--- 任务要求 ---
续写下面这篇讲心脏病住院、准备放支架的回忆文章,从它最后一句之后接着写。

--- 正文 ---
-.-.-
就這樣,一直到1998年8月退休,我仍然堅持上班和出差,不過從那時起每天的藥物沒有斷過。退休後在家賦閑五個月,出版社又返聘我,讓我到寧夏出版史誌編纂辦公室(簡稱史誌辦)繼續搞出版史料的編纂工作。2001年我的身體狀況不好,腦梗塞一再發作,先後住院兩次(5月和8月)。每次出院後,我都帶病堅持上半天班。
此時,險惡的身體狀況才引起我真正的重視:我究竟能否順利完成領導交給自己的撰寫寧夏出版誌的任務?今後,我能否像一個健康的老人那樣正常地安度晚年並發揮餘熱?有時甚至悲哀地揣想:我還能活多久?老伴也為我焦慮萬分。她有位中學同學劉小方是自治區附屬醫院心血管內科的專家,老伴一再催我去找他做一次仔細的檢查,徹底的治療。2002年元月8日她陪我去門診部找劉大夫看病。他認真地看了我以往的病曆,詢問了病情,建議我住院治療。在征得同意後,他立即開住院單並說他明天在住院部,讓我住他分管的病房。於是,當天我就住進了附屬醫院心內科的5病室27床。接下來是做各種項目的檢查,後來又讓我做冠狀動脈造影。冠狀動脈造影的確神奇,將我那顆跳動的心髒和四周粗細血管的情況在熒屏上顯露無遺。隨後,劉大夫和另一位魏大夫來病房向我說明我的心髒情況,認為我的心血管狹窄,要放置3個支架將狹窄的血管撐開。又來一位賈大夫告知,3個支架最少要7萬元。於是老伴忙著四處籌錢。寧大中文係張安生等六位朋友來看我並塞給我1200元錢;多年的舊交高嵩給我送來了甜甜的沙田柚和貼心話。一切就緒,就等著做這更為神奇的手術了。21日下午3時,我躺在擔架床上,護士和家屬推著它,將我送出住院大樓,來到做心髒手術的小樓。這天上下午有好幾位病人做支架手術,要按照順序進手術室;隻好耐心等待,等到5時許才輪到我。在手術台上準備停當,大夫們突然不做手術到另一間小屋去了。此時此刻,我就像一隻待宰的羔羊,莫名其妙地被晾在手術台上,無人理睬,感到十分孤單和無助。過了大約十來分鍾,他們出來跟我說,支架手術對我效果不大,不做了。
-.-.-
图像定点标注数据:
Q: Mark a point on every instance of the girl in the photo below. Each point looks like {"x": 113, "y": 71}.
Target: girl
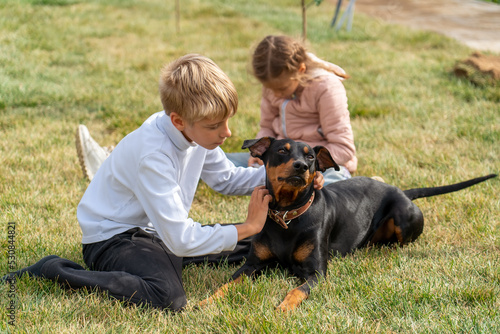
{"x": 303, "y": 98}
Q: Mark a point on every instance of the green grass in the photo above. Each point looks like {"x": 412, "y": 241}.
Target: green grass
{"x": 97, "y": 62}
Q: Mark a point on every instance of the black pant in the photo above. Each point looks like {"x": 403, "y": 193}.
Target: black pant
{"x": 134, "y": 266}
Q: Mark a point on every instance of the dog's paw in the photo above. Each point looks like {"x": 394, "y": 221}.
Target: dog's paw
{"x": 292, "y": 300}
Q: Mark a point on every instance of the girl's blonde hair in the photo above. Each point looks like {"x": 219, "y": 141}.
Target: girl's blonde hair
{"x": 196, "y": 88}
{"x": 275, "y": 55}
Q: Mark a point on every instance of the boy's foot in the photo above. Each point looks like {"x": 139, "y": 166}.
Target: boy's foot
{"x": 90, "y": 154}
{"x": 32, "y": 271}
{"x": 378, "y": 178}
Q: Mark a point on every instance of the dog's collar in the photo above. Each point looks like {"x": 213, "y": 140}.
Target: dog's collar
{"x": 280, "y": 217}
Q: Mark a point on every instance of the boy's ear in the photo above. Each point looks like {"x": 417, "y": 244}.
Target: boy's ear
{"x": 259, "y": 146}
{"x": 324, "y": 160}
{"x": 177, "y": 121}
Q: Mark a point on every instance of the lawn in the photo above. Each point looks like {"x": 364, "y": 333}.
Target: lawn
{"x": 66, "y": 62}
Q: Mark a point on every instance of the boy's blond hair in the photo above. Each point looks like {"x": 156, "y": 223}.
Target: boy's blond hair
{"x": 195, "y": 88}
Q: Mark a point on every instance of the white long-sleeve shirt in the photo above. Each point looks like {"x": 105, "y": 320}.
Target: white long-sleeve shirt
{"x": 150, "y": 178}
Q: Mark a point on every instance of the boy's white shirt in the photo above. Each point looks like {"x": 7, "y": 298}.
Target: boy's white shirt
{"x": 149, "y": 181}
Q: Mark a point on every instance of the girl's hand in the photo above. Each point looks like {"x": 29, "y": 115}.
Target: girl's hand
{"x": 319, "y": 180}
{"x": 254, "y": 162}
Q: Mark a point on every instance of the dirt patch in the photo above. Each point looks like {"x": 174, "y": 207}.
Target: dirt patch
{"x": 478, "y": 68}
{"x": 473, "y": 22}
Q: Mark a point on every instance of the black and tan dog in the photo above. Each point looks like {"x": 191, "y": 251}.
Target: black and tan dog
{"x": 306, "y": 226}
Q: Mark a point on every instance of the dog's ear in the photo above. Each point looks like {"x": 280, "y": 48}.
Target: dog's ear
{"x": 324, "y": 160}
{"x": 259, "y": 146}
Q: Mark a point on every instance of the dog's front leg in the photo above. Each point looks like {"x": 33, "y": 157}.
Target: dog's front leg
{"x": 298, "y": 295}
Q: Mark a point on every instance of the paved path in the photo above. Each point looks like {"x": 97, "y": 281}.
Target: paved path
{"x": 473, "y": 22}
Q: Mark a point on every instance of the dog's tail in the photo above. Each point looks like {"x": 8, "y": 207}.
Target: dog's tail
{"x": 433, "y": 191}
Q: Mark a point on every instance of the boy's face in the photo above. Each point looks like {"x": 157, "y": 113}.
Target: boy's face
{"x": 207, "y": 133}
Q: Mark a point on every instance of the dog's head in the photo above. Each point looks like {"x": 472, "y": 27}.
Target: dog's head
{"x": 290, "y": 167}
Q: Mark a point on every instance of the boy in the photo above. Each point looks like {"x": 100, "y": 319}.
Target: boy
{"x": 134, "y": 214}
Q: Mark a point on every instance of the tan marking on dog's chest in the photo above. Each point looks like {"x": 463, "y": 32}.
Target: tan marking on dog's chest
{"x": 262, "y": 251}
{"x": 303, "y": 251}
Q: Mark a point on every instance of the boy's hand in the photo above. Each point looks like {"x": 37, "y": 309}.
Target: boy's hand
{"x": 257, "y": 213}
{"x": 254, "y": 162}
{"x": 319, "y": 181}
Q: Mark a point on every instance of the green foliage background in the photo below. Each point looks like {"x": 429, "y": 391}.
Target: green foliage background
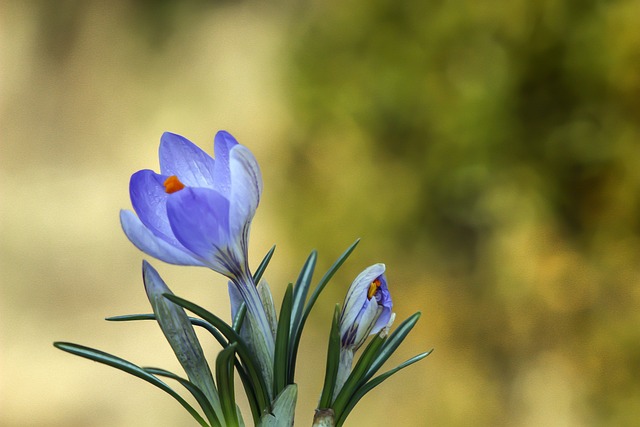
{"x": 492, "y": 147}
{"x": 486, "y": 151}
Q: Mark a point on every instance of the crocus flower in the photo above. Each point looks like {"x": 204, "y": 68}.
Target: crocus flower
{"x": 197, "y": 211}
{"x": 366, "y": 311}
{"x": 367, "y": 307}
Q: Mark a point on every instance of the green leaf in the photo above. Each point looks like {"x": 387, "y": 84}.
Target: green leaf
{"x": 263, "y": 265}
{"x": 193, "y": 389}
{"x": 269, "y": 307}
{"x": 392, "y": 343}
{"x": 130, "y": 368}
{"x": 224, "y": 378}
{"x": 194, "y": 321}
{"x": 242, "y": 372}
{"x": 297, "y": 334}
{"x": 283, "y": 411}
{"x": 242, "y": 311}
{"x": 178, "y": 330}
{"x": 374, "y": 383}
{"x": 354, "y": 380}
{"x": 255, "y": 377}
{"x": 333, "y": 361}
{"x": 281, "y": 356}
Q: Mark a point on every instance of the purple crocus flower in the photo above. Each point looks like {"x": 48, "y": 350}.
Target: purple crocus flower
{"x": 367, "y": 307}
{"x": 197, "y": 211}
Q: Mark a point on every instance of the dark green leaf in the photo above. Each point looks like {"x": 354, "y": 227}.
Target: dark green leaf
{"x": 130, "y": 368}
{"x": 374, "y": 383}
{"x": 283, "y": 411}
{"x": 194, "y": 321}
{"x": 281, "y": 355}
{"x": 394, "y": 340}
{"x": 295, "y": 341}
{"x": 258, "y": 383}
{"x": 242, "y": 310}
{"x": 333, "y": 361}
{"x": 224, "y": 378}
{"x": 178, "y": 330}
{"x": 193, "y": 389}
{"x": 357, "y": 374}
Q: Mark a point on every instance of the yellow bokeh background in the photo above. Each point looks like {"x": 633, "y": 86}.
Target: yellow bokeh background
{"x": 486, "y": 152}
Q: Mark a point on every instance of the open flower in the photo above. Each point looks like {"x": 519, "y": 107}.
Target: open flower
{"x": 197, "y": 210}
{"x": 367, "y": 307}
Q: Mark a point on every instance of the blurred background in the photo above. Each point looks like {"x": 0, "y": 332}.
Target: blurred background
{"x": 487, "y": 152}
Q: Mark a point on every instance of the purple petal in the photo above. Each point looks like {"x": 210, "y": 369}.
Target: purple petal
{"x": 223, "y": 143}
{"x": 149, "y": 243}
{"x": 383, "y": 299}
{"x": 180, "y": 157}
{"x": 246, "y": 189}
{"x": 199, "y": 218}
{"x": 357, "y": 295}
{"x": 367, "y": 314}
{"x": 149, "y": 200}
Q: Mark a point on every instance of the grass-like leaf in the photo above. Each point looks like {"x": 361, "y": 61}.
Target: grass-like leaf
{"x": 357, "y": 374}
{"x": 374, "y": 383}
{"x": 130, "y": 368}
{"x": 282, "y": 413}
{"x": 194, "y": 321}
{"x": 193, "y": 389}
{"x": 242, "y": 311}
{"x": 242, "y": 372}
{"x": 333, "y": 361}
{"x": 295, "y": 340}
{"x": 179, "y": 332}
{"x": 255, "y": 377}
{"x": 281, "y": 356}
{"x": 392, "y": 343}
{"x": 224, "y": 378}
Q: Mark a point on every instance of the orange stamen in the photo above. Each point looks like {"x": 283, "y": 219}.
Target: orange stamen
{"x": 172, "y": 184}
{"x": 373, "y": 287}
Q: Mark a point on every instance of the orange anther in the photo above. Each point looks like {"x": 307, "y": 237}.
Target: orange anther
{"x": 172, "y": 184}
{"x": 373, "y": 287}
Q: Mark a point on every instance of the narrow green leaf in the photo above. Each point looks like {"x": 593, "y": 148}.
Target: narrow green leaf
{"x": 374, "y": 383}
{"x": 242, "y": 311}
{"x": 354, "y": 380}
{"x": 269, "y": 307}
{"x": 263, "y": 265}
{"x": 283, "y": 411}
{"x": 194, "y": 321}
{"x": 242, "y": 372}
{"x": 224, "y": 378}
{"x": 179, "y": 332}
{"x": 256, "y": 378}
{"x": 333, "y": 360}
{"x": 193, "y": 389}
{"x": 281, "y": 355}
{"x": 301, "y": 289}
{"x": 130, "y": 368}
{"x": 392, "y": 343}
{"x": 295, "y": 341}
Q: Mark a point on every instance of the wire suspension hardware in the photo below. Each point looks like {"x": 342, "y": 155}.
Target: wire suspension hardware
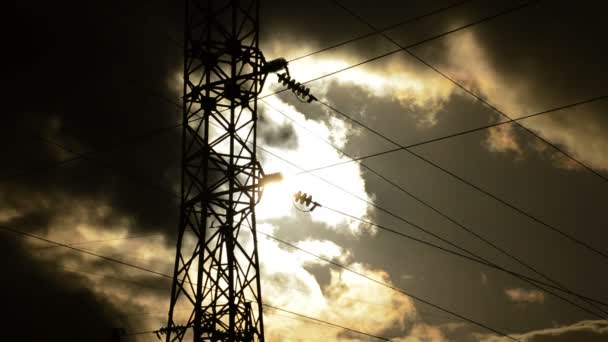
{"x": 297, "y": 88}
{"x": 305, "y": 200}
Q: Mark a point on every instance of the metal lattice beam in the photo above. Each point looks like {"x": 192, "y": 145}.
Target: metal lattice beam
{"x": 216, "y": 288}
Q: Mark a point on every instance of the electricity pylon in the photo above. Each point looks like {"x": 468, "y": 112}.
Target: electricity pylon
{"x": 216, "y": 294}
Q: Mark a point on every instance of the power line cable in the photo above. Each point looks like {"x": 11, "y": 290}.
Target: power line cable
{"x": 19, "y": 232}
{"x": 328, "y": 323}
{"x": 453, "y": 135}
{"x": 466, "y": 229}
{"x": 162, "y": 129}
{"x": 476, "y": 187}
{"x": 466, "y": 257}
{"x": 128, "y": 237}
{"x": 479, "y": 324}
{"x": 340, "y": 188}
{"x": 384, "y": 29}
{"x": 418, "y": 43}
{"x": 462, "y": 227}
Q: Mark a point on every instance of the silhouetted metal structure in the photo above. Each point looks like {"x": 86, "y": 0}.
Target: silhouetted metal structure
{"x": 216, "y": 294}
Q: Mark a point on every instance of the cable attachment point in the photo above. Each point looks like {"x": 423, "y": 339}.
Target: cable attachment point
{"x": 296, "y": 87}
{"x": 164, "y": 330}
{"x": 306, "y": 201}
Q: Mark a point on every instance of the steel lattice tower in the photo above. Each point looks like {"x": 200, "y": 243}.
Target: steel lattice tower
{"x": 215, "y": 294}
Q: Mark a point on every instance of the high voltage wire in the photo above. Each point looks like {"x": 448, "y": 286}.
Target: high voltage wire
{"x": 466, "y": 257}
{"x": 384, "y": 29}
{"x": 162, "y": 129}
{"x": 466, "y": 229}
{"x": 472, "y": 256}
{"x": 334, "y": 73}
{"x": 453, "y": 135}
{"x": 392, "y": 287}
{"x": 412, "y": 45}
{"x": 20, "y": 232}
{"x": 351, "y": 194}
{"x": 476, "y": 187}
{"x": 460, "y": 225}
{"x": 128, "y": 237}
{"x": 468, "y": 91}
{"x": 123, "y": 263}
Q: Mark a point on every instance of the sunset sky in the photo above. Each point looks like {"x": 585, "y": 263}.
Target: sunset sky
{"x": 89, "y": 162}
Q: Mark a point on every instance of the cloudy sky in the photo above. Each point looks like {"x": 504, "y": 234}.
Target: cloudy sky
{"x": 88, "y": 161}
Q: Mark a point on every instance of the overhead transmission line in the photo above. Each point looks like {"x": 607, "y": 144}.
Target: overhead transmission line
{"x": 484, "y": 19}
{"x": 391, "y": 287}
{"x": 453, "y": 135}
{"x": 457, "y": 223}
{"x": 384, "y": 29}
{"x": 137, "y": 181}
{"x": 20, "y": 232}
{"x": 470, "y": 92}
{"x": 476, "y": 187}
{"x": 166, "y": 128}
{"x": 466, "y": 229}
{"x": 468, "y": 254}
{"x": 412, "y": 45}
{"x": 58, "y": 145}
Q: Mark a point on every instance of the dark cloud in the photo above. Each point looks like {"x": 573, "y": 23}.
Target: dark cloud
{"x": 276, "y": 135}
{"x": 44, "y": 303}
{"x": 90, "y": 77}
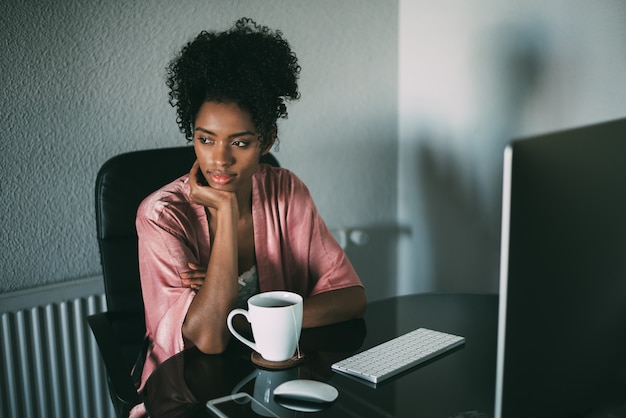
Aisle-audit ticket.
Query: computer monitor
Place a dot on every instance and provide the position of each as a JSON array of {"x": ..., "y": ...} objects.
[{"x": 562, "y": 314}]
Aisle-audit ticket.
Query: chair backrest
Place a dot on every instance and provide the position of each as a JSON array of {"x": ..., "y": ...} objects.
[{"x": 121, "y": 185}]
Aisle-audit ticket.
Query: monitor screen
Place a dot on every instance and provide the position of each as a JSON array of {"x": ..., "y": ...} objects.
[{"x": 562, "y": 321}]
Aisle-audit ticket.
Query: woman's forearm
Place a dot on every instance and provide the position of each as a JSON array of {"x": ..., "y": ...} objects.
[
  {"x": 205, "y": 323},
  {"x": 334, "y": 306}
]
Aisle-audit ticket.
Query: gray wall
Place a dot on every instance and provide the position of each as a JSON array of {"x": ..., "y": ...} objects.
[
  {"x": 473, "y": 75},
  {"x": 84, "y": 80}
]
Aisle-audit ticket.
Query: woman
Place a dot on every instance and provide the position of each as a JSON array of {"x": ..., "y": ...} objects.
[{"x": 233, "y": 227}]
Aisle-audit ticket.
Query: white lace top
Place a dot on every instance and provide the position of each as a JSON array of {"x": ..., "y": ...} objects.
[{"x": 248, "y": 286}]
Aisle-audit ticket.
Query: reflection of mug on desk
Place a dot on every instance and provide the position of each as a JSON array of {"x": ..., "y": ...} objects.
[
  {"x": 265, "y": 383},
  {"x": 276, "y": 320}
]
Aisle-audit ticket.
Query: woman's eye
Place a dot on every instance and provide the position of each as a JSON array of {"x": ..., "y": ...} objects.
[
  {"x": 241, "y": 144},
  {"x": 205, "y": 140}
]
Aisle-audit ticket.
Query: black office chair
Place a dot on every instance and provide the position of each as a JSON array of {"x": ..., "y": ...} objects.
[{"x": 121, "y": 185}]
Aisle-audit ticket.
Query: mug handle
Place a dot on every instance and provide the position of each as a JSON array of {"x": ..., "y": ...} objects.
[{"x": 229, "y": 321}]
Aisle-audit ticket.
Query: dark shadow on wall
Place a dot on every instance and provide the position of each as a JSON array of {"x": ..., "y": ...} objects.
[
  {"x": 463, "y": 224},
  {"x": 373, "y": 251}
]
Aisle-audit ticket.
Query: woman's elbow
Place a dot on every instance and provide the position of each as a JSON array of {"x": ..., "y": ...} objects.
[
  {"x": 206, "y": 343},
  {"x": 360, "y": 302}
]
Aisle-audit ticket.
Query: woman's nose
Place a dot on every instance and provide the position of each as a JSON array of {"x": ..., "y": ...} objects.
[{"x": 223, "y": 155}]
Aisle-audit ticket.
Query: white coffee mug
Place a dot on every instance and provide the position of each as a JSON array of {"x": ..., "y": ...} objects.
[{"x": 276, "y": 320}]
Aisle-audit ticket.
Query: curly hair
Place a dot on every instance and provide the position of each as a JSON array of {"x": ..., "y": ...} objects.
[{"x": 249, "y": 64}]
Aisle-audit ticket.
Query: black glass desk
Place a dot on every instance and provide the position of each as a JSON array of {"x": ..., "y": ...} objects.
[{"x": 458, "y": 384}]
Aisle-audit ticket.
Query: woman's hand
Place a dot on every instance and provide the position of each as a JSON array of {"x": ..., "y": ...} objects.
[
  {"x": 194, "y": 277},
  {"x": 203, "y": 194}
]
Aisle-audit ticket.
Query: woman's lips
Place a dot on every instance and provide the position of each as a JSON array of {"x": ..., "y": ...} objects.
[{"x": 222, "y": 178}]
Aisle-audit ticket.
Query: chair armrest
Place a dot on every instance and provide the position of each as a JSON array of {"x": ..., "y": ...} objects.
[{"x": 121, "y": 388}]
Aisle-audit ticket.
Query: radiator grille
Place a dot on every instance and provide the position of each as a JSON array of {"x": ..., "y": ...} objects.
[{"x": 50, "y": 365}]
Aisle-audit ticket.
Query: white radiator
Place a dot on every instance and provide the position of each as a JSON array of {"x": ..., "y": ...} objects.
[{"x": 50, "y": 364}]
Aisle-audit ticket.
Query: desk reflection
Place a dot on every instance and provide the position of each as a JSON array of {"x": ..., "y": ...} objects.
[{"x": 181, "y": 386}]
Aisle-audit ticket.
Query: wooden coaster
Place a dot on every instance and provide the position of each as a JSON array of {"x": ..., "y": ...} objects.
[{"x": 275, "y": 365}]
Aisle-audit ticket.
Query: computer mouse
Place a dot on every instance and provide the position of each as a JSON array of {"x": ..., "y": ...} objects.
[{"x": 306, "y": 390}]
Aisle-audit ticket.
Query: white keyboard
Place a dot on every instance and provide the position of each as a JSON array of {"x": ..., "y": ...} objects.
[{"x": 397, "y": 355}]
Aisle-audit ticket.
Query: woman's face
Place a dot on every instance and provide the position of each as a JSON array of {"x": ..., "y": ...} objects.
[{"x": 227, "y": 146}]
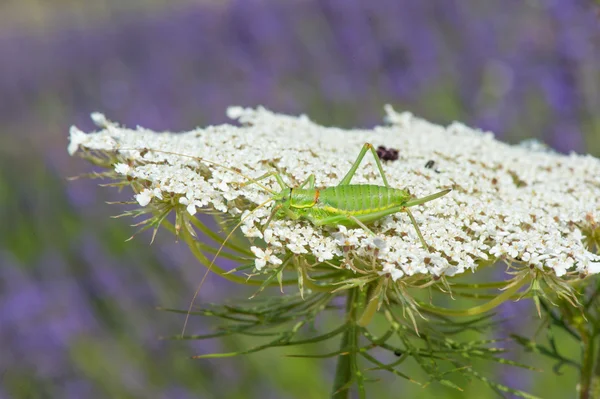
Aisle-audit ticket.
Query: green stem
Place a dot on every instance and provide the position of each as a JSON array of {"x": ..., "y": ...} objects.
[
  {"x": 343, "y": 369},
  {"x": 475, "y": 310}
]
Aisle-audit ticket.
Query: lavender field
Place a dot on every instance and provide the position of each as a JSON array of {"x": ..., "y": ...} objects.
[{"x": 78, "y": 315}]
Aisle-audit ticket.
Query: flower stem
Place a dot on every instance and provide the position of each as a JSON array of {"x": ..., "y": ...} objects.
[
  {"x": 343, "y": 369},
  {"x": 589, "y": 383}
]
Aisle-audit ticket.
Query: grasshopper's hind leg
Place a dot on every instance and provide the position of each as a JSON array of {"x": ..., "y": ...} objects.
[{"x": 368, "y": 146}]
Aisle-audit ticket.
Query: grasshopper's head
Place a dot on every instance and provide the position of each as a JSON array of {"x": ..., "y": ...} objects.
[{"x": 283, "y": 197}]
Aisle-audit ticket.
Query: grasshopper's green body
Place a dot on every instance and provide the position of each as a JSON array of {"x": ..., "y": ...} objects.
[
  {"x": 345, "y": 204},
  {"x": 335, "y": 205}
]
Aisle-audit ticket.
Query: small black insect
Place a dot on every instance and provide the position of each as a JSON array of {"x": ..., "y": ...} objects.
[{"x": 387, "y": 154}]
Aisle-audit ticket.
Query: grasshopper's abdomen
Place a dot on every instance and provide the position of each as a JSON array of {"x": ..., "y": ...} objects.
[{"x": 360, "y": 199}]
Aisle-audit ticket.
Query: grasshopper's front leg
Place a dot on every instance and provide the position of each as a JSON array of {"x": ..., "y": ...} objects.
[
  {"x": 275, "y": 174},
  {"x": 366, "y": 147},
  {"x": 310, "y": 181}
]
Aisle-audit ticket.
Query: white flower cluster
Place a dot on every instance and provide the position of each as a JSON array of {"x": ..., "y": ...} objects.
[{"x": 513, "y": 202}]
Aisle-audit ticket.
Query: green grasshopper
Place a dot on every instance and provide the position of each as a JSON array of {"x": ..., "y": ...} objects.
[{"x": 346, "y": 204}]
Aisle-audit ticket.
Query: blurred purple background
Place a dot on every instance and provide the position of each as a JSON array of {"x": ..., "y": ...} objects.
[{"x": 77, "y": 316}]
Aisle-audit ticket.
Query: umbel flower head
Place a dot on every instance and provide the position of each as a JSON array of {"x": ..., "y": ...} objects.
[{"x": 522, "y": 204}]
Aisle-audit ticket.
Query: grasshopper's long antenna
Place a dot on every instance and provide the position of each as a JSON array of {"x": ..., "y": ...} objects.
[
  {"x": 187, "y": 316},
  {"x": 251, "y": 180}
]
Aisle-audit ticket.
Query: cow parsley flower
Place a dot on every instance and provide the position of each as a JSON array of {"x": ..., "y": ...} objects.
[{"x": 534, "y": 211}]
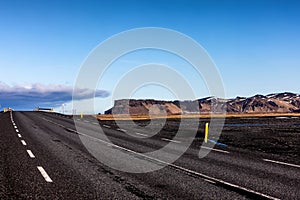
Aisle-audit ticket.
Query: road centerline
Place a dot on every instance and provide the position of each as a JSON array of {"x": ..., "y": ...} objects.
[
  {"x": 282, "y": 163},
  {"x": 44, "y": 174}
]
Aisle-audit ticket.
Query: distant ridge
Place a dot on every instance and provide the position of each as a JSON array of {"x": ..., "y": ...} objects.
[{"x": 273, "y": 103}]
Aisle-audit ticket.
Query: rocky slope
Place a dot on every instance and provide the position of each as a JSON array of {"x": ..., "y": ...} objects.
[{"x": 272, "y": 103}]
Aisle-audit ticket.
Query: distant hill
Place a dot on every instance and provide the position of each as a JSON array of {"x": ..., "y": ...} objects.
[{"x": 272, "y": 103}]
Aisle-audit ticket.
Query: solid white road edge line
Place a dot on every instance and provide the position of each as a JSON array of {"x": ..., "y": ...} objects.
-.-.-
--- 任务结果 ---
回到病房後,老伴才告訴我說,剛才劉大夫他們在小屋研究我的病情,北京來的專家(附屬醫院定期聘請的專做心髒手術的專家)說我的血管比較狹窄,支架手術對我效果不大;針對我的情況,還是先安裝心髒起搏器,效果可能會好些。劉大夫還從側門出去請我老伴進屋,向她說明情況並征求她的意見。她當然同意。第二天賈大夫來告知,裝個雙腔的起搏器,5萬多,可用七年左右,擬將我的心率調整到每分鍾60次。又過了一周,28日下午我重進手術室。這次手術並不複雜,在我右胸腔上端劃一小口,起搏器植入皮下,將起搏器的導線與心髒連接,再將劃開的皮膚縫合,最後在體外用儀器調整心率到55次。到此,手術大功告成。一周以後,上午拆線,下午回家。不久,春節到了,我慶幸自己能趕在春節前順利回家。但願從2002年開始,我的病體出現轉機;我不願病懨懨地活下去,還想為社會做些有益的事情。
春節剛剛過完,我還在休養期間,出版社派人到我家傳達社裏的意見:出版大廈尚未竣工,目前調來新人較多,出版社舊樓(在公園街口)的辦公用房緊張,要收回史誌辦。聞後,我大為驚訝,感到迷惑不解:這不是撤銷史誌辦嗎?難道這個機構不需要了嗎?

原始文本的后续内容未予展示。